Saved data entries

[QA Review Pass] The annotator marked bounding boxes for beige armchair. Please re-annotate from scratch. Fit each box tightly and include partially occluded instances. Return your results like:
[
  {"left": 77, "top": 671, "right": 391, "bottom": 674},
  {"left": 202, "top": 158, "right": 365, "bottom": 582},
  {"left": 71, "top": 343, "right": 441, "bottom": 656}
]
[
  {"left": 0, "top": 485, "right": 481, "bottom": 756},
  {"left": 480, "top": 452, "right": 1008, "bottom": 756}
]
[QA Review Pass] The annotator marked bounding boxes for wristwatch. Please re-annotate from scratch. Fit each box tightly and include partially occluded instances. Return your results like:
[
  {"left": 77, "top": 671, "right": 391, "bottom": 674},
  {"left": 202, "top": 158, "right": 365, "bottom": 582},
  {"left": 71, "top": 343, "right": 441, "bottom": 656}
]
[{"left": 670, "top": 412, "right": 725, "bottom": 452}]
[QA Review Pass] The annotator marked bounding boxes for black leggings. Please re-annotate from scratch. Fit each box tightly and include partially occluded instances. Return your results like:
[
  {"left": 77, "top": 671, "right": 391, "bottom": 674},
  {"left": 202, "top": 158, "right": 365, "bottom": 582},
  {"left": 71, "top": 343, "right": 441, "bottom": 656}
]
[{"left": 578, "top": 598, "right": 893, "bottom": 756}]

Exercise instructions
Return every row above word for word, with each line unchanged and in its original order.

Exercise result
[QA Review Pass] The annotator marked bounding boxes for beige armchair. Please re-annotate from scratch. Fit each box tightly and include partially occluded instances. Return your results like:
[
  {"left": 77, "top": 671, "right": 391, "bottom": 674},
  {"left": 202, "top": 158, "right": 365, "bottom": 582},
  {"left": 71, "top": 343, "right": 441, "bottom": 656}
]
[
  {"left": 0, "top": 485, "right": 481, "bottom": 756},
  {"left": 480, "top": 452, "right": 1008, "bottom": 756}
]
[QA Review Pass] The annotator marked bounding boxes for wristwatch. Please re-annotate from scratch. Fit each box tightly and include partially occluded instances. Return your results like:
[
  {"left": 77, "top": 671, "right": 391, "bottom": 674},
  {"left": 202, "top": 158, "right": 365, "bottom": 582},
  {"left": 71, "top": 343, "right": 441, "bottom": 656}
]
[{"left": 670, "top": 412, "right": 725, "bottom": 452}]
[QA Review Pass] The annotator marked bounding boxes for black leggings. Please re-annotate from scratch. Fit each box tightly and include partially occluded instances. Return your results like:
[
  {"left": 77, "top": 671, "right": 391, "bottom": 674},
  {"left": 202, "top": 158, "right": 365, "bottom": 582},
  {"left": 71, "top": 343, "right": 441, "bottom": 656}
]
[{"left": 578, "top": 598, "right": 893, "bottom": 756}]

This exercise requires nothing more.